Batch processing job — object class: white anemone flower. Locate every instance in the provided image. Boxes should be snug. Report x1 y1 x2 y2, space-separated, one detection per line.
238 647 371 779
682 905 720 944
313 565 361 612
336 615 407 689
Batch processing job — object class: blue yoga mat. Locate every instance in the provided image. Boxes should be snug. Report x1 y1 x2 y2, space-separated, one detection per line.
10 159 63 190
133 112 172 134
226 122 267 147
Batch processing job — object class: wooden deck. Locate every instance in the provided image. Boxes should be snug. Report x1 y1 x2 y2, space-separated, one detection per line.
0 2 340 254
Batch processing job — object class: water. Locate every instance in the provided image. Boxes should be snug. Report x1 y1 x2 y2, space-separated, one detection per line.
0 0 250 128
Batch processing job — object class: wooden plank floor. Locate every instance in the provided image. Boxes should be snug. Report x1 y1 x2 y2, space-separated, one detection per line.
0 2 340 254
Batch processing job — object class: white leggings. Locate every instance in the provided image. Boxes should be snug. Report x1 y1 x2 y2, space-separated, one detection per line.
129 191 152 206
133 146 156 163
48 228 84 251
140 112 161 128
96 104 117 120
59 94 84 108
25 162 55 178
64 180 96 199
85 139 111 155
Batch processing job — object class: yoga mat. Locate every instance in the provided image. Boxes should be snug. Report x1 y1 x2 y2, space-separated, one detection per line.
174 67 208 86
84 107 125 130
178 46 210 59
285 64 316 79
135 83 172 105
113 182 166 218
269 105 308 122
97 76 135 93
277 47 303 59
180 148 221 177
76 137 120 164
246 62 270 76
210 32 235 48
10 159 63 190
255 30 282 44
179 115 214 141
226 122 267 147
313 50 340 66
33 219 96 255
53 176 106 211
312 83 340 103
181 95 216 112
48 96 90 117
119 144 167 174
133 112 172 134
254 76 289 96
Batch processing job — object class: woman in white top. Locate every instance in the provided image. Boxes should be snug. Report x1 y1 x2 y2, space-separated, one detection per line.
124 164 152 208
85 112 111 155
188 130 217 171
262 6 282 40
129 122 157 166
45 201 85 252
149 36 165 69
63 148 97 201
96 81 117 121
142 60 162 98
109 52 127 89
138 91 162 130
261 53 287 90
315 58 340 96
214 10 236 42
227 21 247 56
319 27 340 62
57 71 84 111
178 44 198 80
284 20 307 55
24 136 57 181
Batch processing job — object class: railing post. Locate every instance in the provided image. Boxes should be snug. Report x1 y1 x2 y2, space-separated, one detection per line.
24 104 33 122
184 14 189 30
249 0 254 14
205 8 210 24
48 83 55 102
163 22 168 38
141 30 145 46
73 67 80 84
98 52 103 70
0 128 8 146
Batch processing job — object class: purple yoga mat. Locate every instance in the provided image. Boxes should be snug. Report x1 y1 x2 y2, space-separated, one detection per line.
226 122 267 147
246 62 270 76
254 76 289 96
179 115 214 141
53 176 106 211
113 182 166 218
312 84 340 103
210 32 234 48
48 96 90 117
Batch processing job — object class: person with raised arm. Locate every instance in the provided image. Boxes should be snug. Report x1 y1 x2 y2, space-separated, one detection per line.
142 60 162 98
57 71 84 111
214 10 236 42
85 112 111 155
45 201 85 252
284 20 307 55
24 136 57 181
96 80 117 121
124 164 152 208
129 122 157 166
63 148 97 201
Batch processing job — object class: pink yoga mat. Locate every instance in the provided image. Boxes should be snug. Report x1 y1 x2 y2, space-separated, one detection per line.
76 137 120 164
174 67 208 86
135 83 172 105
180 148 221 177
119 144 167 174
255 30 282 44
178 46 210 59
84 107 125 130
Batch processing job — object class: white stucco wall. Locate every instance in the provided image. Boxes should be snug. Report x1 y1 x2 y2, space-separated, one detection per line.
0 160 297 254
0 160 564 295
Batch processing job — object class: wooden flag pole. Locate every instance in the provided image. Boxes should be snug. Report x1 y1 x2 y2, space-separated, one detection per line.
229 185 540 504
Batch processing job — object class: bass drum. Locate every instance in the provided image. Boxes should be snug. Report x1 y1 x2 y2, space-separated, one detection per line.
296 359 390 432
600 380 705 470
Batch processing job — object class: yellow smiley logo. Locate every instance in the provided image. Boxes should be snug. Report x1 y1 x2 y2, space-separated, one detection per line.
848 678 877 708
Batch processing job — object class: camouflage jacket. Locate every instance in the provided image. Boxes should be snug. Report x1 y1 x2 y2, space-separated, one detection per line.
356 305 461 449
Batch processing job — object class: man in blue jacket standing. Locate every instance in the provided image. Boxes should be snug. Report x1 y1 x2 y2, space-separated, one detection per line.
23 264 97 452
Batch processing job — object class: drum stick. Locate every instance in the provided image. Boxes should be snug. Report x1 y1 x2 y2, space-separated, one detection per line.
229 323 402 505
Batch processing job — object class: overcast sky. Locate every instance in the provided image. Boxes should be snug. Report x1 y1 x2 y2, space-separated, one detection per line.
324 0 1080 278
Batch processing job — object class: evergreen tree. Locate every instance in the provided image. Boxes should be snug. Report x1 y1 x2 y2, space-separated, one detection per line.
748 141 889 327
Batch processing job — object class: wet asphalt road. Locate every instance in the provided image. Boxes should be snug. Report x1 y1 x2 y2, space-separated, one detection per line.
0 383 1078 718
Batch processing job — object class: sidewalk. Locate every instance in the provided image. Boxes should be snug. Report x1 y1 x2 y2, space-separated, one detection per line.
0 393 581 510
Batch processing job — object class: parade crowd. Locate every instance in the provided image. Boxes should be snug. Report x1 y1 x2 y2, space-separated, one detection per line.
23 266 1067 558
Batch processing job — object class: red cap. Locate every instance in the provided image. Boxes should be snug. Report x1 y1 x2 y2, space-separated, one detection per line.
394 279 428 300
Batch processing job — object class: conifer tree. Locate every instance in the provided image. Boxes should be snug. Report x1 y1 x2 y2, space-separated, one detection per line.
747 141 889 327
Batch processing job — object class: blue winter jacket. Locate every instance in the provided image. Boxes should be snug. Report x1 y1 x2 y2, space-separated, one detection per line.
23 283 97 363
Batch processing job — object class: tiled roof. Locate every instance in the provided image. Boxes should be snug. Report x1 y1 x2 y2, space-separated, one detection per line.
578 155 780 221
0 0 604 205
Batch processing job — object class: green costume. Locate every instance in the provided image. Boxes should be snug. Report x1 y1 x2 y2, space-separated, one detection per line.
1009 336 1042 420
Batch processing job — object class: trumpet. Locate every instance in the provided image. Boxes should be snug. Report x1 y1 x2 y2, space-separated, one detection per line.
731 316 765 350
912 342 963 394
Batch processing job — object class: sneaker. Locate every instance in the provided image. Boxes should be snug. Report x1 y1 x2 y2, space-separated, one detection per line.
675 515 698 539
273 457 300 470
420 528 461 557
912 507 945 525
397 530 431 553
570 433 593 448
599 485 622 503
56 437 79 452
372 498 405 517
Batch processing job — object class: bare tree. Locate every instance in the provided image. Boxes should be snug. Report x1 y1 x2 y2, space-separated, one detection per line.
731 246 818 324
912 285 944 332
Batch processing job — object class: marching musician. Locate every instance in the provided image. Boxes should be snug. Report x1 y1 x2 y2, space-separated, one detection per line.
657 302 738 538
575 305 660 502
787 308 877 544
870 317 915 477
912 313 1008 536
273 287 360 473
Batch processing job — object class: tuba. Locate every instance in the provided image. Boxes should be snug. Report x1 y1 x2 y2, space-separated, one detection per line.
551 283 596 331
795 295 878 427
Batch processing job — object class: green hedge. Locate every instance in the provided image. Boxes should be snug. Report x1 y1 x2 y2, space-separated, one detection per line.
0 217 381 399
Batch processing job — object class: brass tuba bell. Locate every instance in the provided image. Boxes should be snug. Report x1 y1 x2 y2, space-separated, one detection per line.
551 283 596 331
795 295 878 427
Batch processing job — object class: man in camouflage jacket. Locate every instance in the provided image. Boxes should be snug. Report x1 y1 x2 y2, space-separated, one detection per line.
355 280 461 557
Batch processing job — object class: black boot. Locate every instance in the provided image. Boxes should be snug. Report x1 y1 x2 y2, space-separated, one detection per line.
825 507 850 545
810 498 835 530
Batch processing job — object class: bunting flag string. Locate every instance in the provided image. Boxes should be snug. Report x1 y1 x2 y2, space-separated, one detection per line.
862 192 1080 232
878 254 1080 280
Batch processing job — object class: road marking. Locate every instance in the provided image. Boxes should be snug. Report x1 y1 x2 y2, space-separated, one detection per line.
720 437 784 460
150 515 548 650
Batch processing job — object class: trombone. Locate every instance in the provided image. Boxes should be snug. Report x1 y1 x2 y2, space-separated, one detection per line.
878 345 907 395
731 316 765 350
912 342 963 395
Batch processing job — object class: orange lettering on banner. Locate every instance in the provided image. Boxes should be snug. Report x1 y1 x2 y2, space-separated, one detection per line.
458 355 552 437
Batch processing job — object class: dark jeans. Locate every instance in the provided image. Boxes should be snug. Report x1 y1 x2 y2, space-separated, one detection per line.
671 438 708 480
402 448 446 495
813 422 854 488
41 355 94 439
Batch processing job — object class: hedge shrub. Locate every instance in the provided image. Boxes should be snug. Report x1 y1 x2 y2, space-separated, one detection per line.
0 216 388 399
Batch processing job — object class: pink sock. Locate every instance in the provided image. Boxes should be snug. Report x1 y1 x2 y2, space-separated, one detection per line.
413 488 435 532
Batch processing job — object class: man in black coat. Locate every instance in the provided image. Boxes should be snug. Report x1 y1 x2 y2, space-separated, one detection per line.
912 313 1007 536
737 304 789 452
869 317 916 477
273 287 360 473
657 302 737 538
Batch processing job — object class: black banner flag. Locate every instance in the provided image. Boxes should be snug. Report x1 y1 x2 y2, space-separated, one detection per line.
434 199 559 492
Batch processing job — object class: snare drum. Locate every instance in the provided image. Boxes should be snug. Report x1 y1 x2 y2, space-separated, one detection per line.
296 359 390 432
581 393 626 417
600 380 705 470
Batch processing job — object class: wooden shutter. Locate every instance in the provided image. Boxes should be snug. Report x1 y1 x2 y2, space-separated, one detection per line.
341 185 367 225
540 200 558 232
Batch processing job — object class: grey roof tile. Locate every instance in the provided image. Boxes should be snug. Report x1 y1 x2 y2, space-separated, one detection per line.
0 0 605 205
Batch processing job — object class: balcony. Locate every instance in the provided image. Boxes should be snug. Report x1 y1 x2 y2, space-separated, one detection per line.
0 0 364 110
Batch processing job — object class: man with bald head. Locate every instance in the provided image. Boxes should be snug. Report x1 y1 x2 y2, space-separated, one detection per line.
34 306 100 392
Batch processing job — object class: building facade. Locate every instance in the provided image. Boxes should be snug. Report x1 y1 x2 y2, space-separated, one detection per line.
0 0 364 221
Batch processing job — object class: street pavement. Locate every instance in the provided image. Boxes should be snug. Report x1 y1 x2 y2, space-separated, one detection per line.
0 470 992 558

====

▸ Set problem: Retype the rows from the line containing "Batch processing job — object class: man in blue" through the line containing "23 283 97 363", including both of those lines, keeping every word and number identical.

▸ Answer below:
Batch processing job — object class: man in blue jacket standing. Locate every instance in the provided image. Boxes should be snug. Report x1 y1 x2 y2, space-separated, one detection per line.
23 264 97 452
Batch processing job — object class: drum stick. Locate every instance in the provided image. Boxes should be snug. Report x1 y1 x2 y2, space-separated, one detection per line.
229 323 402 505
Batch processing job — object class: overcast sky. Locate every instance in the provided image. Boxes should be snug. Report x1 y1 x2 y2, space-separated, one detection per line.
324 0 1080 278
Batch processing job — object class: evergreen tree. Locate every instance in the provided image. Boxes should be snug. Report x1 y1 x2 y2, space-separated, one detection per line.
748 141 889 327
Batch processing job — object class: wet asphalt road. Locate every instance in the provided image. Boxes should be snug. Report x1 y1 x2 y2, space-separated, one detection per line.
0 383 1078 718
Batch processing job — object class: sidewalk. Locate every instance in the provided image. Boxes should be snug. Report x1 y1 x2 y2, space-separated, one detection per line.
0 393 581 510
Batch processing job — object class: parade crowd. Locate every instance in the provided image. Boxes should be snug. Report x1 y1 x2 y2, space-separated, one detection per line.
23 266 1067 558
Batch processing job — object class: red cap. Locate every instance in the provided image. Boxes should be snug. Report x1 y1 x2 y2, space-separated, one detection per line.
394 279 428 300
Batch processing job — object class: conifer tree. Locate every instance in the provided image. Boxes should be snug. Report x1 y1 x2 y2, space-separated, one detection per line.
747 141 889 327
Batch processing job — object class: blue winter jacket. Locate every instance in the provided image. Boxes should be snug. Report x1 y1 x2 y2, space-separated, one detection per line.
23 283 97 363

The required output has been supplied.